*** Task material ***
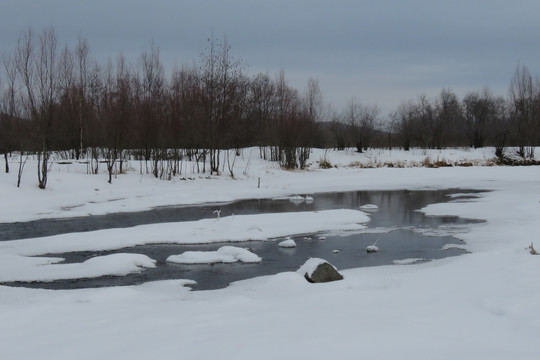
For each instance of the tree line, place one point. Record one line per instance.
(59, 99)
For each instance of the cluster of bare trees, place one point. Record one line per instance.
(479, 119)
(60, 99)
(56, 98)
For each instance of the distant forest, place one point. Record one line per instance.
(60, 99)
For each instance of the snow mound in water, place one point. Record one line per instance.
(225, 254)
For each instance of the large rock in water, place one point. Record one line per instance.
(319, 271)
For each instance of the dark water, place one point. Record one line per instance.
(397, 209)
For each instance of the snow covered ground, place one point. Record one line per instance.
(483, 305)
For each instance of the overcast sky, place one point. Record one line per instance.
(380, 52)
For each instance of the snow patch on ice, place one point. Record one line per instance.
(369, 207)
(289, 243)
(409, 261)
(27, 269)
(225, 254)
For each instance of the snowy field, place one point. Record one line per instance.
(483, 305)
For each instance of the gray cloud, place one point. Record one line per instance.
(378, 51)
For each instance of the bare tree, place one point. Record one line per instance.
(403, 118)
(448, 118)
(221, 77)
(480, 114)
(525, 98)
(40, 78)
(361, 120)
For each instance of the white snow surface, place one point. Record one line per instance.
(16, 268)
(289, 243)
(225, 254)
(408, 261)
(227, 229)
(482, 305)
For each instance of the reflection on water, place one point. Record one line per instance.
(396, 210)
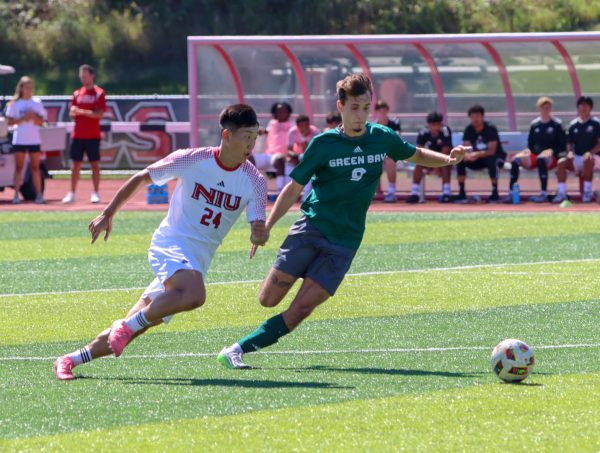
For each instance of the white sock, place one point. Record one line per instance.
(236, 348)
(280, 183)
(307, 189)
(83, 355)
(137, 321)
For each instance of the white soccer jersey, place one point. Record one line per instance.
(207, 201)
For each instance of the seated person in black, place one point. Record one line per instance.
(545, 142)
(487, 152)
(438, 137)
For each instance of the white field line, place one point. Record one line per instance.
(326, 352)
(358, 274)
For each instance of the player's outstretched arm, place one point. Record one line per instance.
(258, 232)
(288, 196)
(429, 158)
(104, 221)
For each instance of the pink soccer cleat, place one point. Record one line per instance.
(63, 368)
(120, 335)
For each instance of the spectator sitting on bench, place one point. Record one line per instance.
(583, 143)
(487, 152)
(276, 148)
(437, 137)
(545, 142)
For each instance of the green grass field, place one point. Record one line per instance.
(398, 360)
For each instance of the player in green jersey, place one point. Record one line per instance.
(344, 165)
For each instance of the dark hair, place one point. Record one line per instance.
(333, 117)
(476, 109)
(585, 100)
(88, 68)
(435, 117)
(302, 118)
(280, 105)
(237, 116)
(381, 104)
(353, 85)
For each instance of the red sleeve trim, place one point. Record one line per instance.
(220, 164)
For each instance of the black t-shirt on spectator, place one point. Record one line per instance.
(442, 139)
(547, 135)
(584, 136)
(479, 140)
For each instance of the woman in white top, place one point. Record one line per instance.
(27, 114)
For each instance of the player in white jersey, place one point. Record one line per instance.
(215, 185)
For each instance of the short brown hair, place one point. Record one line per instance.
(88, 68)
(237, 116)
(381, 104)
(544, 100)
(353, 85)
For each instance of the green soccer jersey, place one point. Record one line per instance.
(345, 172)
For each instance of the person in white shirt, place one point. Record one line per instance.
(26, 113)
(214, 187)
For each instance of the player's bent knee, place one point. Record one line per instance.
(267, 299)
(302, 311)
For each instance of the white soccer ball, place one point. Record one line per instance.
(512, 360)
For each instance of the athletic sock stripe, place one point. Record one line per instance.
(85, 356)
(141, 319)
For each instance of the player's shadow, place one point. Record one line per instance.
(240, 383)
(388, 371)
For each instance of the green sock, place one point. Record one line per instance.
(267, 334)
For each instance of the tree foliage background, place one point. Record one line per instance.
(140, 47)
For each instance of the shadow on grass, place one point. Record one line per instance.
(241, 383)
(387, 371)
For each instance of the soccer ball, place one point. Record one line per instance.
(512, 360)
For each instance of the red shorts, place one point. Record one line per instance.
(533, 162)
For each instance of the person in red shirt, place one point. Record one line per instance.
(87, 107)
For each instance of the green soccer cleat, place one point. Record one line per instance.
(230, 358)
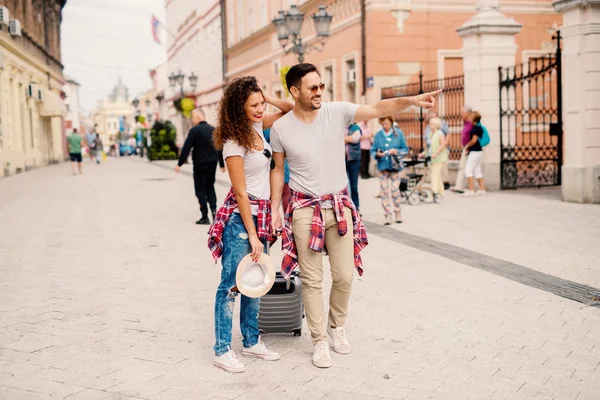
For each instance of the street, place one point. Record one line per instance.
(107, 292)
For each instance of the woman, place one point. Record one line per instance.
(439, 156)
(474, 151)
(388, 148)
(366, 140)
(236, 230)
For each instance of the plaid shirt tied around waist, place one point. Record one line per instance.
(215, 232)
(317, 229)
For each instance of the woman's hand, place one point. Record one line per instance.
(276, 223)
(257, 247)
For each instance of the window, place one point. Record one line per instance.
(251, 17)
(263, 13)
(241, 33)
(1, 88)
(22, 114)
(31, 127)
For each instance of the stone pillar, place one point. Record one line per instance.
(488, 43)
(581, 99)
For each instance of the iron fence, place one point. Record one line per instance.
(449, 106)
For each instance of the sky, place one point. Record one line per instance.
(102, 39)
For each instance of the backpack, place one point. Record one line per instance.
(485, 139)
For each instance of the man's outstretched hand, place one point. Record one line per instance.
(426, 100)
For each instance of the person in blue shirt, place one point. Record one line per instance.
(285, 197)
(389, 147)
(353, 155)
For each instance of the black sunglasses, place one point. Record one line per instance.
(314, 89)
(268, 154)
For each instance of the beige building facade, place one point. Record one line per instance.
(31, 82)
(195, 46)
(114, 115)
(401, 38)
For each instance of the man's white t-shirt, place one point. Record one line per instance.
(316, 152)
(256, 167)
***
▶ [Directions]
Beginning with the line that has "For each instance of the stone", set down every line of the entries above through the final one, unchanged.

▶ [Answer to this task]
For each instance of the stone pillar, place one point. Record one line per instance.
(488, 43)
(581, 99)
For each instance of the iron fence, place one point. Record one line per instance.
(449, 106)
For each instance of the sky, place one point. Record one line per instance.
(102, 39)
For each instance of the backpack, place one point. Record one line per instance.
(485, 139)
For each instance of the man's outstretched hand, place one point. Record one line per instance.
(426, 100)
For each instance of the person in blue shirt, place one point. Record one line per instance.
(285, 197)
(389, 147)
(353, 155)
For each instance of the black sunglasses, place one point. Record one line per instance.
(314, 89)
(268, 154)
For each instance of the beige building facade, place one point. Record one line per instance.
(31, 82)
(195, 46)
(114, 115)
(401, 38)
For each instance of the man's white t-shirt, place one point. Record one line per instance.
(316, 152)
(256, 167)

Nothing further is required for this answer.